Goal of the exercise: Images within the entries are to be omitted; the remainder must be reproduced exactly.

Given records:
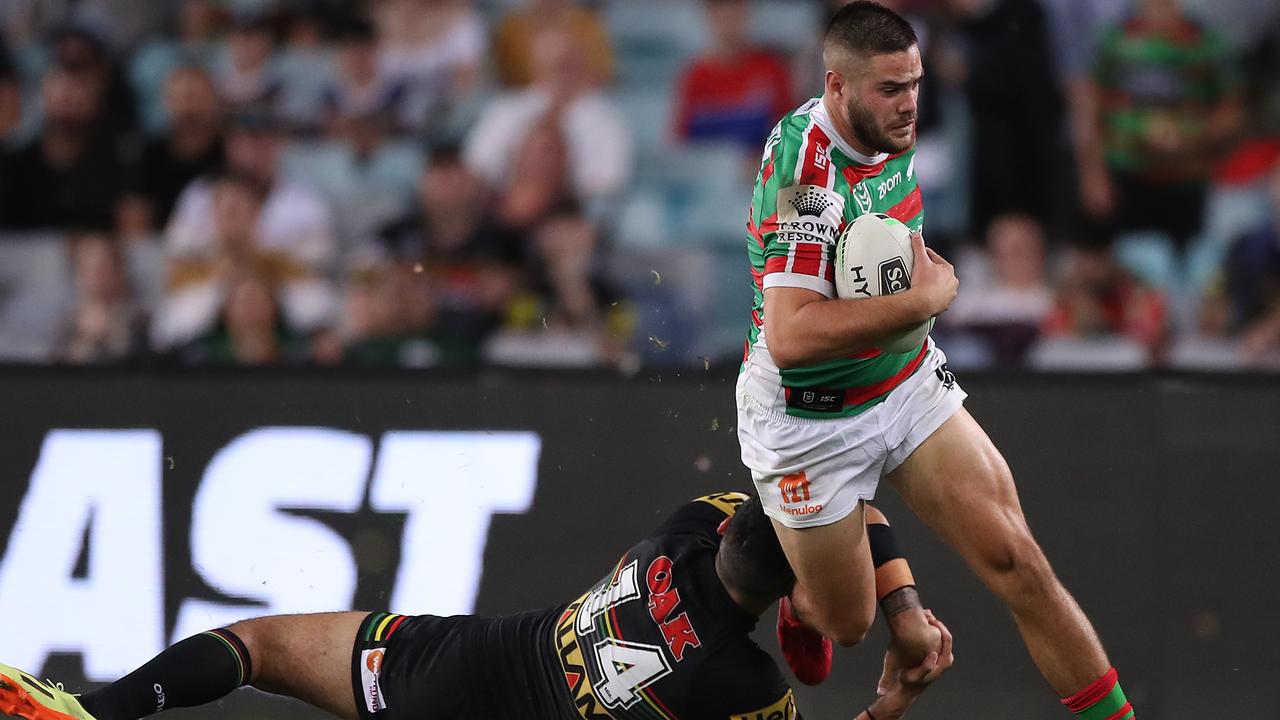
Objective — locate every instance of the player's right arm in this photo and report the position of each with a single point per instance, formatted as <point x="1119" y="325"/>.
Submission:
<point x="906" y="686"/>
<point x="805" y="327"/>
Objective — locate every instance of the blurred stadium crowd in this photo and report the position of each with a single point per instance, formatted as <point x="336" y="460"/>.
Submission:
<point x="549" y="182"/>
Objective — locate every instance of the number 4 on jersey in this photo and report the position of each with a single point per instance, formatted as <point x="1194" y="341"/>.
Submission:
<point x="627" y="669"/>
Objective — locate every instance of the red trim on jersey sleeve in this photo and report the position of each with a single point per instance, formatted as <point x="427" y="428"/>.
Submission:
<point x="808" y="258"/>
<point x="908" y="206"/>
<point x="817" y="159"/>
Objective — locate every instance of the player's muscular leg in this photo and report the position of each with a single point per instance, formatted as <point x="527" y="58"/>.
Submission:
<point x="835" y="578"/>
<point x="305" y="656"/>
<point x="960" y="486"/>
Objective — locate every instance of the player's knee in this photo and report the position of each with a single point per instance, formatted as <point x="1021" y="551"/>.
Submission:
<point x="1018" y="569"/>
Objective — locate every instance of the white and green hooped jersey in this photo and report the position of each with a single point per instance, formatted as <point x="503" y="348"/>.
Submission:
<point x="810" y="185"/>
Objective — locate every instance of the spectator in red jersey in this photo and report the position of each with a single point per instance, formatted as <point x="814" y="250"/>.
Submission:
<point x="1098" y="297"/>
<point x="191" y="147"/>
<point x="736" y="91"/>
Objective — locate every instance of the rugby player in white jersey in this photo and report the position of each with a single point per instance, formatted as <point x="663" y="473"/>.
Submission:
<point x="823" y="415"/>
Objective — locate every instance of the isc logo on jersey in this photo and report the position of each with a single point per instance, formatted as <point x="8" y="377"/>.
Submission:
<point x="809" y="213"/>
<point x="874" y="258"/>
<point x="370" y="674"/>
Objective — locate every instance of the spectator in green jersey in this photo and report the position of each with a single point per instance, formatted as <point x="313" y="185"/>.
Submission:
<point x="1157" y="110"/>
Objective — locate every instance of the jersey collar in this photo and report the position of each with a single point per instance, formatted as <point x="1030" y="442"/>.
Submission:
<point x="819" y="115"/>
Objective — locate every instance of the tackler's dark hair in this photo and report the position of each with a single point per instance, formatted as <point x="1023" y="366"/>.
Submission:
<point x="752" y="556"/>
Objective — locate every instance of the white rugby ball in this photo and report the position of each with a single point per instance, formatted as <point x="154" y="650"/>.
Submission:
<point x="873" y="258"/>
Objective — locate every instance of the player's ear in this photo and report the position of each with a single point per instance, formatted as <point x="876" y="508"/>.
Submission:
<point x="835" y="85"/>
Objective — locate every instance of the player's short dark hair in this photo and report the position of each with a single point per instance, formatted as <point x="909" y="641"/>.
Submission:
<point x="750" y="554"/>
<point x="869" y="28"/>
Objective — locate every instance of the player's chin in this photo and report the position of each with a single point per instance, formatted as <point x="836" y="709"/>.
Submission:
<point x="899" y="140"/>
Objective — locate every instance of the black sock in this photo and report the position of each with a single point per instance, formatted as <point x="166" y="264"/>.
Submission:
<point x="196" y="670"/>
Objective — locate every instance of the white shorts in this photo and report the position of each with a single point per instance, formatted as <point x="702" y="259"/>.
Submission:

Task response:
Objective — locate every instance of the player's right arm in this photo and report the position of each with a single point per instance, formatted as <point x="1119" y="325"/>.
Submission:
<point x="906" y="686"/>
<point x="805" y="327"/>
Objective — locate every instance of the blurred stadium crowd in this photo and report the position of each with a single point per instance, formatted as <point x="336" y="460"/>.
Submission:
<point x="549" y="182"/>
Objective — locate every instance of the number 4 on jersey in this photo and report the position of each with a single point per instance, formatted as <point x="1194" y="341"/>.
Submission:
<point x="627" y="669"/>
Objective — locate every instance of the red trim on jersey sleeve in this photo and report the position of each with a single point per instance, formatted as <point x="427" y="428"/>.
Submission:
<point x="808" y="258"/>
<point x="908" y="206"/>
<point x="817" y="159"/>
Objective — locate every instance of the player's muscular leg in this photo and report the position of each with a single point per instance, formatted as <point x="527" y="58"/>.
Submission:
<point x="835" y="578"/>
<point x="305" y="656"/>
<point x="960" y="486"/>
Objective — locate every instance of the player's knee in this photo and report the position of each with a single point per instance, formatted as <point x="1021" y="551"/>.
Submission:
<point x="1018" y="569"/>
Objective — locate every instance of the white and green hooped jersey in this photo and report the position of each with a single point per instance, formatted as <point x="503" y="348"/>.
Submission:
<point x="810" y="185"/>
Objective — locate every instance of the spectator in red jersey in this photo and report the position of each with a single point per instance, formatted as <point x="814" y="250"/>.
Submission:
<point x="1098" y="297"/>
<point x="191" y="147"/>
<point x="736" y="91"/>
Objective — locate every instance of the rugby player in white jersey in this photo and report the position of each with a single point per instance, formatted as <point x="663" y="473"/>.
Submission:
<point x="823" y="415"/>
Objective — locate every instance of the isc logo on jersey in this photo and report the position of each with a single point per instance, formatted as <point x="8" y="377"/>.
Submission:
<point x="809" y="213"/>
<point x="874" y="258"/>
<point x="370" y="674"/>
Objective — locate every instance of the spectator in green jersey in this photo and report the position of each with a single point per instance, formatted as <point x="313" y="185"/>.
Submission:
<point x="1157" y="110"/>
Objective — locate every instance of the jersey collar in this photo and report the position of each with a single point per instance, formatted as <point x="1030" y="442"/>.
Submission:
<point x="819" y="115"/>
Objective — locate every instance of the tackler's dark hair in this photo and report the position of each with a single point per instance, formatted as <point x="1023" y="366"/>.
Submission:
<point x="752" y="556"/>
Objective — locate every instance of the white rugby ball in this photo and report the position of each with a single point per instance, formatted as <point x="154" y="650"/>.
Submission:
<point x="873" y="258"/>
Objective — locate every instance of the player's ear in this photo and report the position of each with a single point per instance, formatted as <point x="876" y="508"/>.
Submission:
<point x="835" y="85"/>
Objective — locate every instance of the player's short dark hair in this photo and report the position of each with a single point per instance, formatted as <point x="909" y="641"/>.
Submission:
<point x="750" y="554"/>
<point x="869" y="28"/>
Objective — locate every instance of the player's chin in this photo and report the position of each with a single point per instance, formatted as <point x="836" y="709"/>.
Submission:
<point x="899" y="140"/>
Objective — locate every instance of the black sock in this photo and report the position of each with a single point per instance, formatted as <point x="166" y="264"/>.
Submission:
<point x="196" y="670"/>
Objective — locate every instance of the white shorts in this photo and report the position of each with a single point per instance, formatted as <point x="702" y="259"/>.
Submission:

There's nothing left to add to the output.